■ **Problem details**
Please copy out the mailing-list message about mbuf clone support word for word, from its subject line to its last line.

■ **Passage given**
--

[dpdk-dev] [PATCH v2 1/5] mbuf: fix clone support when application uses private mbuf data

Olivier MATZ olivier.matz at 6wind.com
Mon Mar 30 21:55:50 CEST 2015

Hi Konstantin,

On 03/30/2015 02:34 PM, Ananyev, Konstantin wrote:
> Hi Olivier,
>> -----Original Message-----
>> From: Olivier MATZ [mailto:olivier.matz at 6wind.com]
>> Sent: Friday, March 27, 2015 3:17 PM
>> To: Ananyev, Konstantin; dev at dpdk.org
>> Subject: Re: [dpdk-dev] [PATCH v2 1/5] mbuf: fix clone support when application uses private mbuf data
>> Hi Konstantin,
>> On 03/27/2015 03:25 PM, Ananyev, Konstantin wrote:
>>> Hi Olivier,
>>>> -----Original Message-----
>>>> From: Olivier MATZ [mailto:olivier.matz at 6wind.com]
>>>> Sent: Friday, March 27, 2015 1:56 PM
>>>> To: Ananyev, Konstantin; dev at dpdk.org
>>>> Subject: Re: [dpdk-dev] [PATCH v2 1/5] mbuf: fix clone support when application uses private mbuf data
>>>> Hi Konstantin,
>>>> On 03/27/2015 10:07 AM, Olivier MATZ wrote:
>>>>>> I think that to support ability to setup priv_size on a mempool basis,
>>>>>> and reserve private space between struct rte_mbuf and rte_mbuf. buf_addr,
>>>>>> we need to:
>>>>>> 1. Store priv_size both inside the mempool and inside the mbuf.
>>>>>> 2. rte_pktmbuf_attach() should change the value of priv_size to the priv_size of the direct mbuf we are going to attach to:
>>>>>> rte_pktmbuf_attach(struct rte_mbuf *mi, struct rte_mbuf *md) {... mi->priv_size = md->priv_size; ...}
>>>>>> 3. rte_pktmbuf_detach() should restore original value of mbuf's priv_size:
>>>>>> rte_pktmbuf_detach(struct rte_mbuf *m)

--

■ **Supplied data**

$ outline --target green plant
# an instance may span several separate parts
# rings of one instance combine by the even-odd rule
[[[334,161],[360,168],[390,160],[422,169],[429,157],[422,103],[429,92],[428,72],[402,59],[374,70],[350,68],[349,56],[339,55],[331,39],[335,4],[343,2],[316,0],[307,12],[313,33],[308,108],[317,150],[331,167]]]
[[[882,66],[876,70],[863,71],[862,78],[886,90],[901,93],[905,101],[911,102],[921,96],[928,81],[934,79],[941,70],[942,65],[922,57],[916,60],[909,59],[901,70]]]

--

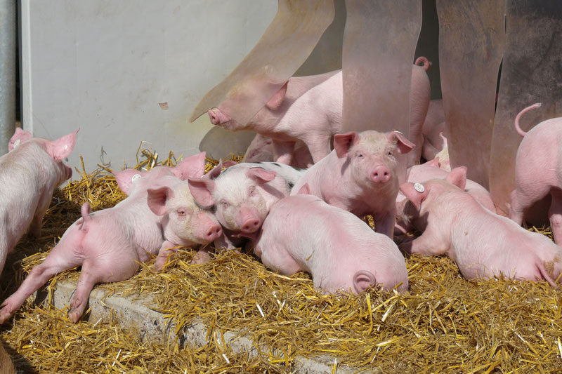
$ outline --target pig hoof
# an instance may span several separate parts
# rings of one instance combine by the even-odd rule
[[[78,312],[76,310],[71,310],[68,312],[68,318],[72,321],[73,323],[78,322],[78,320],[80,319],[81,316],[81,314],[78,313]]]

--

■ **The output**
[dpdk-dev] [PATCH v2 1/5] mbuf: fix clone support when application uses private mbuf data

Olivier MATZ olivier.matz at 6wind.com
Mon Mar 30 21:55:50 CEST 2015

Hi Konstantin,

On 03/30/2015 02:34 PM, Ananyev, Konstantin wrote:
> Hi Olivier,
>> -----Original Message-----
>> From: Olivier MATZ [mailto:olivier.matz at 6wind.com]
>> Sent: Friday, March 27, 2015 3:17 PM
>> To: Ananyev, Konstantin; dev at dpdk.org
>> Subject: Re: [dpdk-dev] [PATCH v2 1/5] mbuf: fix clone support when application uses private mbuf data
>> Hi Konstantin,
>> On 03/27/2015 03:25 PM, Ananyev, Konstantin wrote:
>>> Hi Olivier,
>>>> -----Original Message-----
>>>> From: Olivier MATZ [mailto:olivier.matz at 6wind.com]
>>>> Sent: Friday, March 27, 2015 1:56 PM
>>>> To: Ananyev, Konstantin; dev at dpdk.org
>>>> Subject: Re: [dpdk-dev] [PATCH v2 1/5] mbuf: fix clone support when application uses private mbuf data
>>>> Hi Konstantin,
>>>> On 03/27/2015 10:07 AM, Olivier MATZ wrote:
>>>>>> I think that to support ability to setup priv_size on a mempool basis,
>>>>>> and reserve private space between struct rte_mbuf and rte_mbuf. buf_addr,
>>>>>> we need to:
>>>>>> 1. Store priv_size both inside the mempool and inside the mbuf.
>>>>>> 2. rte_pktmbuf_attach() should change the value of priv_size to the priv_size of the direct mbuf we are going to attach to:
>>>>>> rte_pktmbuf_attach(struct rte_mbuf *mi, struct rte_mbuf *md) {... mi->priv_size = md->priv_size; ...}
>>>>>> 3. rte_pktmbuf_detach() should restore original value of mbuf's priv_size:
>>>>>> rte_pktmbuf_detach(struct rte_mbuf *m)